*EXERCISE REQUIREMENTS*
From the material below, tally every line containing "brown"; reply with the total only.
= Beginning of Section =
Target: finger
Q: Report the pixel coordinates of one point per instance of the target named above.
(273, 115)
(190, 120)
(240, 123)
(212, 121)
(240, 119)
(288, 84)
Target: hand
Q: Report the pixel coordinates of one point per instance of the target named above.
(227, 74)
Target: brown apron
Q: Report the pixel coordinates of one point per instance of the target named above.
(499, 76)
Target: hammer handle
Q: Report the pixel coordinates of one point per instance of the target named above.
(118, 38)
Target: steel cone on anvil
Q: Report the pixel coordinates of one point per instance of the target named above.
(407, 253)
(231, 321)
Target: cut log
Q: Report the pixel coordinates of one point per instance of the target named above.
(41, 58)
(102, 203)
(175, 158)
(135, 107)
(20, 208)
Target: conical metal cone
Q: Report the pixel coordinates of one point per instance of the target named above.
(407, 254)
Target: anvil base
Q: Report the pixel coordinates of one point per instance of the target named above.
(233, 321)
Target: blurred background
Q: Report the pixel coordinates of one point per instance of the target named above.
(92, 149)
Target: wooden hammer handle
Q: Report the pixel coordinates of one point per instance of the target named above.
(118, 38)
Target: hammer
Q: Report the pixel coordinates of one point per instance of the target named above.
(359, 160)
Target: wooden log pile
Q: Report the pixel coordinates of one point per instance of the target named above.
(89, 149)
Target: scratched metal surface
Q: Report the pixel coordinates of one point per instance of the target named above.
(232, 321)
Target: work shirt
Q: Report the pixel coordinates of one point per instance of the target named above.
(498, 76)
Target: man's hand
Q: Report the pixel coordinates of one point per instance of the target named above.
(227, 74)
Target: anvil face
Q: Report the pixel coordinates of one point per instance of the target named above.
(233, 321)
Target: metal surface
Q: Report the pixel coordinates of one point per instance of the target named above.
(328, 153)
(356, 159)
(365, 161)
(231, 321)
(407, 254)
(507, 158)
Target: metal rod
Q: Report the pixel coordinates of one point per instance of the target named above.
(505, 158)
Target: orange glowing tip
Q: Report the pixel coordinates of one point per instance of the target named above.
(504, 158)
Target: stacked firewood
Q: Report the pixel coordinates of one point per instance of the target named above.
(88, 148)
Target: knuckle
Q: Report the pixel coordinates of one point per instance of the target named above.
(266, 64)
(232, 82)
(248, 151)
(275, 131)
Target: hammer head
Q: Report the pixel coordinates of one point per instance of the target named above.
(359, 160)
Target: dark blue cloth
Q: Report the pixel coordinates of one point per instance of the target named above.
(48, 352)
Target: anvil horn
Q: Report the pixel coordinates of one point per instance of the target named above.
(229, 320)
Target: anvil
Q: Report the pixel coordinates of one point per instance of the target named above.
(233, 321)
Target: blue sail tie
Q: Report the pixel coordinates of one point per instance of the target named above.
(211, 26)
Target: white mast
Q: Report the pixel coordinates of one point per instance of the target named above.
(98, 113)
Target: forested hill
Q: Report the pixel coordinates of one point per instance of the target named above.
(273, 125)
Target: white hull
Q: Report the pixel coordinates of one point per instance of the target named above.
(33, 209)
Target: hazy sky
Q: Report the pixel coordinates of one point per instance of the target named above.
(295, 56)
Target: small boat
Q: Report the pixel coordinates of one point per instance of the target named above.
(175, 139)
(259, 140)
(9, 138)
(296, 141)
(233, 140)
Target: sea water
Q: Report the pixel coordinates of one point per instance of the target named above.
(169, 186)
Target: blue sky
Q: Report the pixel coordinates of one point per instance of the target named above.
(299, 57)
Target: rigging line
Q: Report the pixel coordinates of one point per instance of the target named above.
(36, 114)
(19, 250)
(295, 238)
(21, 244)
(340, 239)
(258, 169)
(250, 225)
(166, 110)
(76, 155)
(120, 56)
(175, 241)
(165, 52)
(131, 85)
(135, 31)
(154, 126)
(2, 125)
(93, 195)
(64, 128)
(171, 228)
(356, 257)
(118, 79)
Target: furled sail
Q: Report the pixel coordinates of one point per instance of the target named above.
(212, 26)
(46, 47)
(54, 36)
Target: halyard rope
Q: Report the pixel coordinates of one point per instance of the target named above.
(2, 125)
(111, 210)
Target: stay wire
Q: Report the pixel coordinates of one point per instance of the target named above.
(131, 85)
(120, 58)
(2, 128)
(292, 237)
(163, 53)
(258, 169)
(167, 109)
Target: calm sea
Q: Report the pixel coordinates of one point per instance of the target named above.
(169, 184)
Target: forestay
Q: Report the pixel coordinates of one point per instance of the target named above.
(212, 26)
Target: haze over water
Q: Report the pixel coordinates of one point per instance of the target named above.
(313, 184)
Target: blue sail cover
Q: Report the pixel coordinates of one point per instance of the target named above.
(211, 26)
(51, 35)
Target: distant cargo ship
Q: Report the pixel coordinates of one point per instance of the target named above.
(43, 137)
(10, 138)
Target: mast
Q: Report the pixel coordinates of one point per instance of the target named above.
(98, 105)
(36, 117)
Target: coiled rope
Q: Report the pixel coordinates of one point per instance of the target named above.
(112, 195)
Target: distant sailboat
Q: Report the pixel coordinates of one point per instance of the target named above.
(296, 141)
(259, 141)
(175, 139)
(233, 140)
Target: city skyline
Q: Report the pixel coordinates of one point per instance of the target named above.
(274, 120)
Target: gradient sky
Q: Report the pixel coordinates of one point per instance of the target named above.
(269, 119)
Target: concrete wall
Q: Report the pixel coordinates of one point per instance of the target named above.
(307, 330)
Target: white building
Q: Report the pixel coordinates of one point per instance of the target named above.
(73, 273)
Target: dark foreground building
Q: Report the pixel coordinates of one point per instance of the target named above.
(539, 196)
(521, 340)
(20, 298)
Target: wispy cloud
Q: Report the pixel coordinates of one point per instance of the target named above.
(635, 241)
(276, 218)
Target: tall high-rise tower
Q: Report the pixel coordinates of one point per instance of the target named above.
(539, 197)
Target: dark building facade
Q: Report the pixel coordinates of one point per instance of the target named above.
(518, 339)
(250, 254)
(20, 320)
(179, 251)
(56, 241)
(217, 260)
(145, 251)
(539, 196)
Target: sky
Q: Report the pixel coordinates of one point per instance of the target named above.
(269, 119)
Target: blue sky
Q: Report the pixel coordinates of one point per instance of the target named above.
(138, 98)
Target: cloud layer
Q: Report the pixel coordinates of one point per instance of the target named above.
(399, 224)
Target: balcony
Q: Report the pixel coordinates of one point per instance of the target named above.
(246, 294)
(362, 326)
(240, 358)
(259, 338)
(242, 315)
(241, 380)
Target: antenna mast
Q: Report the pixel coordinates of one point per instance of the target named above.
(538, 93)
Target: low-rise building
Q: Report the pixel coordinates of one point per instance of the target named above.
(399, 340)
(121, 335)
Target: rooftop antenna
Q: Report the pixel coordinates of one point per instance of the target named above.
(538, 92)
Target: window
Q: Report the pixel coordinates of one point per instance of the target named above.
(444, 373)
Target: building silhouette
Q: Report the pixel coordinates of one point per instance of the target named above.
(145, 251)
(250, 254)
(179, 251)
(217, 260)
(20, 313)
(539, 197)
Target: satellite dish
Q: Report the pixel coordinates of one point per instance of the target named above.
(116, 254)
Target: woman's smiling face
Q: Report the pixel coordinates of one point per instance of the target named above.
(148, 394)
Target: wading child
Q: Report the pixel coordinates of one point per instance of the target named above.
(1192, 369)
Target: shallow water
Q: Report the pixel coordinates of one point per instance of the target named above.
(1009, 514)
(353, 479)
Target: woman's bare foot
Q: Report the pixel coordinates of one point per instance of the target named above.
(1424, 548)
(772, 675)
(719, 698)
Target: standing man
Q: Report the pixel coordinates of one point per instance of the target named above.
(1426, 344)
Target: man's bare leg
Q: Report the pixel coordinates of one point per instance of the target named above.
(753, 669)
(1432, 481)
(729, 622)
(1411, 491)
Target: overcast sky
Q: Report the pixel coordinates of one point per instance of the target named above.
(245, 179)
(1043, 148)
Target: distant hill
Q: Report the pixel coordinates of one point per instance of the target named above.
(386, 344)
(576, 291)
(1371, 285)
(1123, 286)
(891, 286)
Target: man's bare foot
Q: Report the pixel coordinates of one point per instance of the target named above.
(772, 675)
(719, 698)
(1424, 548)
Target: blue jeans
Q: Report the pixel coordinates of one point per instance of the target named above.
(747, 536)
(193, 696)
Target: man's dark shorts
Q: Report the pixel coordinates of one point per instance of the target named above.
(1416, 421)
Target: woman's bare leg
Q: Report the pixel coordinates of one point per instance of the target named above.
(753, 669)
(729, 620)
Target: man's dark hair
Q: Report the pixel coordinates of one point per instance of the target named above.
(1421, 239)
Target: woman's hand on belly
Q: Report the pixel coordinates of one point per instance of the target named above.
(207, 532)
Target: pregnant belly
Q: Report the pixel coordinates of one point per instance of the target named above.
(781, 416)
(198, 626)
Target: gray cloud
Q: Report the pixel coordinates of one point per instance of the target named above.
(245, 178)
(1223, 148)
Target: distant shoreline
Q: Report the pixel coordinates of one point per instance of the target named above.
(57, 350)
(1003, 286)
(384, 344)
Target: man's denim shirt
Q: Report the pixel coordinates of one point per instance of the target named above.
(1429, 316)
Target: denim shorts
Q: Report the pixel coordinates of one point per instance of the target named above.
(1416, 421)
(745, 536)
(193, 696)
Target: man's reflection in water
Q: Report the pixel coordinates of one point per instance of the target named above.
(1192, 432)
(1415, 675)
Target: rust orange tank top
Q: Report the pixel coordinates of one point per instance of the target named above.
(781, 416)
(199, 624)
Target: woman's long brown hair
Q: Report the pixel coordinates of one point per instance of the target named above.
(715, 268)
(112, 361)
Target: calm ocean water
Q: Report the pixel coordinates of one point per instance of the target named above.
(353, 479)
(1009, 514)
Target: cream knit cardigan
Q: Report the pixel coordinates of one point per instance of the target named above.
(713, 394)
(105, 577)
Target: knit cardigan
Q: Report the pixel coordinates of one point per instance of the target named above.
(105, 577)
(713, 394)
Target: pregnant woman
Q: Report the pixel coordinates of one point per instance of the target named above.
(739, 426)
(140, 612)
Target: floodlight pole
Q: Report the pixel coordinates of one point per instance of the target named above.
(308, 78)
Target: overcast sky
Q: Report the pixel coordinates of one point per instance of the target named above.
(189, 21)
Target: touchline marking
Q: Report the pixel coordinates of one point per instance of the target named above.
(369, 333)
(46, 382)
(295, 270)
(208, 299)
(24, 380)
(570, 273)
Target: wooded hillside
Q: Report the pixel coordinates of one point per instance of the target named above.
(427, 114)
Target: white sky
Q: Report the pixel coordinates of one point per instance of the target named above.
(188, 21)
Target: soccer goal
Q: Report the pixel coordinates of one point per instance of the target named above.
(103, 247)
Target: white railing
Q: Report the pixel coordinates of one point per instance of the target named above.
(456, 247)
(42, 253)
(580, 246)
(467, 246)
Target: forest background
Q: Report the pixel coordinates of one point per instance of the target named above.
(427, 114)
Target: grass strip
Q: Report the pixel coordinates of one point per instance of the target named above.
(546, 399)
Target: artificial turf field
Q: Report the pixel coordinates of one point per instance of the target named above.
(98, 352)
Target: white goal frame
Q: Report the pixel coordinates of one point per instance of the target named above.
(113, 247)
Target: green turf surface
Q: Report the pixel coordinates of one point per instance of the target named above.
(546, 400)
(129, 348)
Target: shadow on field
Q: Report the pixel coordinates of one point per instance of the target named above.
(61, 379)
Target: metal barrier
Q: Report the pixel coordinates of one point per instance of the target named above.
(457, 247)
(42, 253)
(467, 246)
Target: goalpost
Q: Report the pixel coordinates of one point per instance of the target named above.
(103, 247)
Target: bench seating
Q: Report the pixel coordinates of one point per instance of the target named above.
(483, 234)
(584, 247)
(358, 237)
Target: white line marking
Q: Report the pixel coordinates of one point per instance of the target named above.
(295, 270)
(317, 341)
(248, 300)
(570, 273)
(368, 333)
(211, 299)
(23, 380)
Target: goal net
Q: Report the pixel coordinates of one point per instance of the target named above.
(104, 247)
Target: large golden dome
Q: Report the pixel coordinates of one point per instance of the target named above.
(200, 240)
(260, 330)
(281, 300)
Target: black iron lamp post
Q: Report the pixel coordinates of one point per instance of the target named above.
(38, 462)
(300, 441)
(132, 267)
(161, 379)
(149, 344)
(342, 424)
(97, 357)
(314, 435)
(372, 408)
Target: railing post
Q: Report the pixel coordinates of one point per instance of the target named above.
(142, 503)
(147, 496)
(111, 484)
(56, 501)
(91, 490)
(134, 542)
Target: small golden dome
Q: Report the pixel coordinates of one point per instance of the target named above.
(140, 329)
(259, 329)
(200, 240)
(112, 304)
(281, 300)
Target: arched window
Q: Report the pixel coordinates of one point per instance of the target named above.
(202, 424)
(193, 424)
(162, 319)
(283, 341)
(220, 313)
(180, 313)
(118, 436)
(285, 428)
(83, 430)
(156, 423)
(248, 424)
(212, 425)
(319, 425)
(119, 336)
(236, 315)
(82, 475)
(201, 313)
= End of Section =
*ANSWER TO THE PROBLEM*
2